[What the task asks] Print the line containing "Each instance gets a single point. Label the yellow" and every line after it exactly as written, through the end of the records.

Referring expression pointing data
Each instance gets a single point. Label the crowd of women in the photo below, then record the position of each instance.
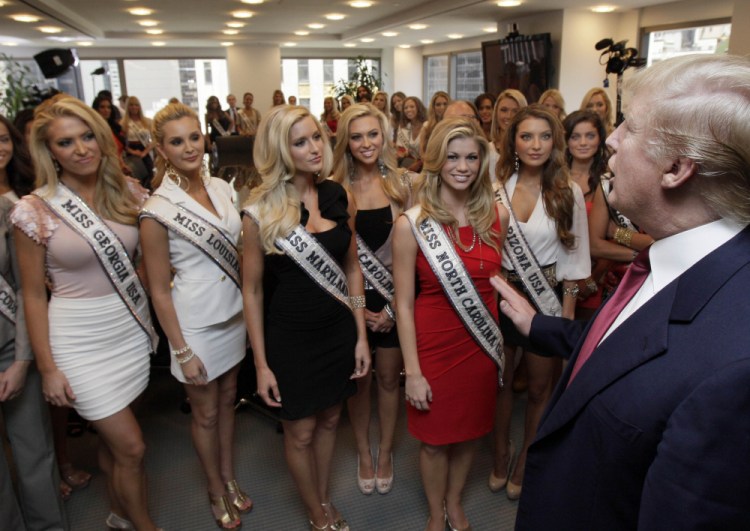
(359, 261)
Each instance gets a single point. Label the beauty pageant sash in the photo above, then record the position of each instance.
(458, 286)
(525, 263)
(8, 304)
(374, 271)
(204, 235)
(312, 258)
(109, 250)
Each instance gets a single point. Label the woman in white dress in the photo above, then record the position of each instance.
(200, 307)
(92, 340)
(551, 215)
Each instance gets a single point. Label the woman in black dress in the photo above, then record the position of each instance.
(312, 342)
(365, 163)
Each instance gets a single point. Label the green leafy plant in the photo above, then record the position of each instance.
(16, 85)
(363, 76)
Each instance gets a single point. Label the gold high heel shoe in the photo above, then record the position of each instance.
(339, 524)
(228, 518)
(238, 498)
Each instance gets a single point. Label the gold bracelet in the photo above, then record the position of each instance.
(623, 236)
(357, 301)
(571, 292)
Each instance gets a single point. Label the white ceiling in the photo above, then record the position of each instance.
(199, 23)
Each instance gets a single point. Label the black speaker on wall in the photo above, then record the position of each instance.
(55, 62)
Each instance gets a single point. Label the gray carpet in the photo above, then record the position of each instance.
(178, 499)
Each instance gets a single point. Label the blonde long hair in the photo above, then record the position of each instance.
(481, 211)
(276, 198)
(496, 133)
(344, 164)
(597, 91)
(173, 111)
(113, 198)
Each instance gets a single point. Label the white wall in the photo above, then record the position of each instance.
(407, 71)
(689, 11)
(255, 69)
(739, 41)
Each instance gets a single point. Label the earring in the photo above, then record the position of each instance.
(205, 175)
(382, 167)
(350, 164)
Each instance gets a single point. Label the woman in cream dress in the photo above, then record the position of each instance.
(200, 309)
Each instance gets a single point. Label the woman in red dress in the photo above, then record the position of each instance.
(451, 383)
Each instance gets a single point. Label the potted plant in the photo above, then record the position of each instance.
(364, 76)
(16, 85)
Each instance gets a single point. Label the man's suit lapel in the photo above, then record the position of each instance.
(639, 339)
(645, 334)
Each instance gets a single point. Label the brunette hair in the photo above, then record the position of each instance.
(19, 169)
(601, 157)
(557, 193)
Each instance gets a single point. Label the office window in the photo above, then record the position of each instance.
(459, 74)
(662, 43)
(436, 75)
(311, 80)
(192, 81)
(468, 75)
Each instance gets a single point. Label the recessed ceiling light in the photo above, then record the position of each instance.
(25, 17)
(140, 11)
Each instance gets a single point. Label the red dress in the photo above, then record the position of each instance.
(463, 379)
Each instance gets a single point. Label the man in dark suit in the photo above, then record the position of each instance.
(649, 427)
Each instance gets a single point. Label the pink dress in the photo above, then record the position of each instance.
(95, 341)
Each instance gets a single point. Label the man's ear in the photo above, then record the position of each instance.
(679, 173)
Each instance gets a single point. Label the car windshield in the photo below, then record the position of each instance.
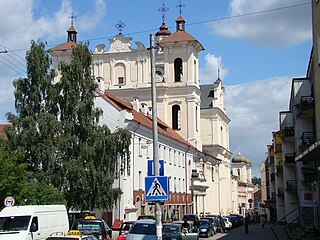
(14, 223)
(204, 223)
(88, 227)
(189, 217)
(171, 229)
(126, 226)
(143, 228)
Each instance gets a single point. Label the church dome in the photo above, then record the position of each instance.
(240, 159)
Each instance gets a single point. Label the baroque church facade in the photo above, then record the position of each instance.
(195, 112)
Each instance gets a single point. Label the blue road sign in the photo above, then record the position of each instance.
(151, 168)
(156, 188)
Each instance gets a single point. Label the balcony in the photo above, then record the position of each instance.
(291, 186)
(287, 132)
(280, 191)
(289, 158)
(306, 106)
(307, 139)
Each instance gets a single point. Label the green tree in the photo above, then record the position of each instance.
(58, 126)
(16, 181)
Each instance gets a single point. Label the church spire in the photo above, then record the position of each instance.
(163, 30)
(72, 33)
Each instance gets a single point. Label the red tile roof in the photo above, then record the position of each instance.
(64, 47)
(140, 118)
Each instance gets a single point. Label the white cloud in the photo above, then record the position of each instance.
(285, 27)
(254, 112)
(210, 71)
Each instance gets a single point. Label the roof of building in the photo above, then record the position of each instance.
(140, 118)
(64, 47)
(240, 159)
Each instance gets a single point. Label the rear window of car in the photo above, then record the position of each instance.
(143, 228)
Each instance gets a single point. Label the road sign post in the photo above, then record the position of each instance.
(157, 188)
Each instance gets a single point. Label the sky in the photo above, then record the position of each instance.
(257, 45)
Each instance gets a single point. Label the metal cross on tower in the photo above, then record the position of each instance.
(163, 10)
(180, 6)
(120, 25)
(72, 17)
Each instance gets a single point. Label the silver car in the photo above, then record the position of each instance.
(142, 230)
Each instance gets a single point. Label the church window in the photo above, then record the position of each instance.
(120, 73)
(176, 117)
(177, 69)
(197, 118)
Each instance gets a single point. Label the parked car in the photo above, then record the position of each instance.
(71, 235)
(227, 222)
(124, 229)
(213, 222)
(221, 227)
(206, 228)
(90, 225)
(190, 217)
(142, 230)
(146, 217)
(174, 231)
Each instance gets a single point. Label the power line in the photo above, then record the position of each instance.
(194, 23)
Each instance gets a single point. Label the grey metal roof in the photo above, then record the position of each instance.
(207, 95)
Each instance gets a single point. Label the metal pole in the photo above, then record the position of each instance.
(155, 132)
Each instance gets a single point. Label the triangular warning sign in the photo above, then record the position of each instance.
(156, 189)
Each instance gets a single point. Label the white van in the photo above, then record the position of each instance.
(33, 222)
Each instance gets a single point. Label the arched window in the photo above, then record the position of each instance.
(176, 117)
(177, 69)
(120, 73)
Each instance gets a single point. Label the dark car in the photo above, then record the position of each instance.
(221, 227)
(146, 217)
(90, 225)
(206, 228)
(124, 229)
(213, 222)
(171, 231)
(142, 230)
(190, 217)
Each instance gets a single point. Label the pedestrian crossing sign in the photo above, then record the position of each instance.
(156, 188)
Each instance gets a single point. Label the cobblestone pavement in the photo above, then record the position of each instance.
(255, 232)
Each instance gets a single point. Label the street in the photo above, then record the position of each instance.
(255, 232)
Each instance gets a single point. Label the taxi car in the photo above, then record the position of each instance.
(93, 226)
(71, 235)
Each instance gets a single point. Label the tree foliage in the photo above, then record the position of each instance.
(16, 181)
(58, 126)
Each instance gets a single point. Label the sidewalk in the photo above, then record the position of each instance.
(255, 232)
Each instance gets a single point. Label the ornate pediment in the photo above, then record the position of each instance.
(120, 43)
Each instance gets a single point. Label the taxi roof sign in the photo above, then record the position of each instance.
(74, 232)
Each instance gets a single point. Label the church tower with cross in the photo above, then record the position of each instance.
(126, 72)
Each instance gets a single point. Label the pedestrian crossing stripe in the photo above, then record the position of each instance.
(156, 189)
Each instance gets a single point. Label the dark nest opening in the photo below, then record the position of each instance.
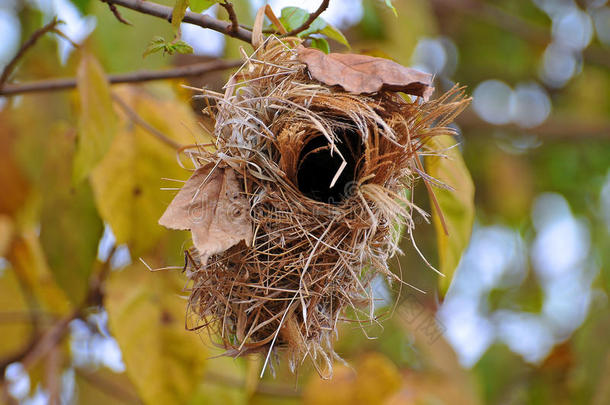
(327, 171)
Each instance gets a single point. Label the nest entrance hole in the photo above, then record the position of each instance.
(318, 167)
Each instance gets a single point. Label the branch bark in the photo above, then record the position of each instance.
(134, 77)
(202, 20)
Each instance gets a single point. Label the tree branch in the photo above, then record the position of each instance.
(310, 20)
(232, 16)
(202, 20)
(116, 13)
(134, 77)
(26, 45)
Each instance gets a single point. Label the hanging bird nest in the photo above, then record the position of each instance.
(303, 200)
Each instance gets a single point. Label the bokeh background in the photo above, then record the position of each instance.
(525, 321)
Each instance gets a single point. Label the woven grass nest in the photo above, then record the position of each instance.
(302, 202)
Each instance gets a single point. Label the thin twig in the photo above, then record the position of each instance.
(45, 342)
(27, 45)
(310, 20)
(141, 122)
(272, 390)
(227, 5)
(134, 77)
(116, 13)
(201, 20)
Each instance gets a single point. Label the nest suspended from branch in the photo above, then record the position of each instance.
(303, 201)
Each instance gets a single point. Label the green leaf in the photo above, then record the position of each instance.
(178, 13)
(70, 228)
(155, 45)
(294, 17)
(164, 361)
(180, 47)
(457, 205)
(391, 6)
(333, 33)
(82, 5)
(160, 44)
(127, 183)
(321, 44)
(198, 6)
(97, 122)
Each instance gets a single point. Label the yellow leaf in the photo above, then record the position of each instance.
(457, 205)
(97, 122)
(375, 379)
(164, 361)
(127, 183)
(70, 227)
(16, 326)
(29, 262)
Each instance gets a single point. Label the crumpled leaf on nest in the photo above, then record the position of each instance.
(212, 206)
(364, 74)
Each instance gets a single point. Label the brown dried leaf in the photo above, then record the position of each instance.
(364, 74)
(213, 207)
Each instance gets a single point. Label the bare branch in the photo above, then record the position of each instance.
(116, 13)
(232, 16)
(141, 122)
(134, 77)
(310, 20)
(27, 45)
(202, 20)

[Reply to the task]
Each instance gets a single point. Label the yellow leaf in the photo above, then record the position of each instance.
(457, 205)
(97, 122)
(375, 379)
(164, 361)
(127, 183)
(70, 227)
(16, 326)
(29, 262)
Each instance gets a single point. Label the crumpled leaf on nest in the photo above, then record the position of each instance.
(212, 206)
(364, 74)
Each instance gets a single point. Label the brown dried leaf in the photo above, then record the position of each instance.
(364, 74)
(213, 207)
Each instance gets a single point. Label the bare branch in the photo above, then record the position of each instance.
(116, 13)
(232, 16)
(141, 122)
(134, 77)
(310, 20)
(27, 45)
(202, 20)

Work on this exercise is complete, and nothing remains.